[start]

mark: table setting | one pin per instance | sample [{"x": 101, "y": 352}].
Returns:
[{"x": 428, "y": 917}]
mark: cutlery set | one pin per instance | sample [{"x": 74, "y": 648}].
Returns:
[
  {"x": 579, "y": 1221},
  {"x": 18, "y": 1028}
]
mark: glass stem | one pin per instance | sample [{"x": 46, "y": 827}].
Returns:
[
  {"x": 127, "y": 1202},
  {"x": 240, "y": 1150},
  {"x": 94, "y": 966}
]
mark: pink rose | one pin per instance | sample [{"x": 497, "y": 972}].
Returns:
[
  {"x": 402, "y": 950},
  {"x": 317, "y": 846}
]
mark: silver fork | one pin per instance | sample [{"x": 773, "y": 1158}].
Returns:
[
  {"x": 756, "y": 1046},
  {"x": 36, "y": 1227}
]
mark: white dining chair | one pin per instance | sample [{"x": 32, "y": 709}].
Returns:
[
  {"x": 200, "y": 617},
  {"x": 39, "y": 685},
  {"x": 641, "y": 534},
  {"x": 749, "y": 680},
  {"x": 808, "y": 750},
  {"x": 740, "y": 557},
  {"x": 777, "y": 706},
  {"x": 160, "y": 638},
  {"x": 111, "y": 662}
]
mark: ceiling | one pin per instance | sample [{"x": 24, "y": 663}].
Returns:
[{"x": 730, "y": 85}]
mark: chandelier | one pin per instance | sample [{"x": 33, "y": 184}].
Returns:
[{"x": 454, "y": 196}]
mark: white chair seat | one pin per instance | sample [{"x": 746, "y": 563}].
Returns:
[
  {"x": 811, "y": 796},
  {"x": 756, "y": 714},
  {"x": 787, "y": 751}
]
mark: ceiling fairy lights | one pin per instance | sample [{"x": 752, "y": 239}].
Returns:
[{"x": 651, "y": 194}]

[end]

Exercise: Reproduce all of the data above verbatim, line for line.

Solution below:
mark: table setting | one pin per instance | sample [{"x": 101, "y": 352}].
Returns:
[{"x": 428, "y": 917}]
mark: cutlery set | one pin per instance | sample [{"x": 74, "y": 648}].
Returns:
[
  {"x": 579, "y": 1221},
  {"x": 18, "y": 1028}
]
mark: glass stem | one pin per instance | sample [{"x": 46, "y": 827}].
Returns:
[
  {"x": 127, "y": 1202},
  {"x": 240, "y": 1150},
  {"x": 94, "y": 966}
]
mark: pink rose | one pin per instance | sample [{"x": 497, "y": 972}].
Returns:
[
  {"x": 402, "y": 950},
  {"x": 317, "y": 846}
]
mark: silver fork | one pin per instance | sample [{"x": 773, "y": 1158}].
Returns:
[
  {"x": 756, "y": 1046},
  {"x": 36, "y": 1227}
]
mark: white dining chair | one pin per instance | sample [{"x": 32, "y": 709}].
Returns:
[
  {"x": 200, "y": 617},
  {"x": 39, "y": 685},
  {"x": 641, "y": 534},
  {"x": 749, "y": 680},
  {"x": 808, "y": 750},
  {"x": 740, "y": 557},
  {"x": 777, "y": 706},
  {"x": 160, "y": 638},
  {"x": 111, "y": 662}
]
mark: ceiling | one pin per instance | sample [{"x": 24, "y": 663}].
Returns:
[{"x": 730, "y": 85}]
mark: chandelier | one pin per instance | sample [{"x": 33, "y": 184}].
Returns:
[{"x": 454, "y": 196}]
mark: white chair seat | one pin per instance | sample [{"x": 746, "y": 563}].
Returns:
[
  {"x": 811, "y": 796},
  {"x": 756, "y": 714},
  {"x": 787, "y": 751}
]
mark: ceiling fairy lights | one pin per instance | sample [{"x": 752, "y": 239}].
Returns:
[{"x": 651, "y": 194}]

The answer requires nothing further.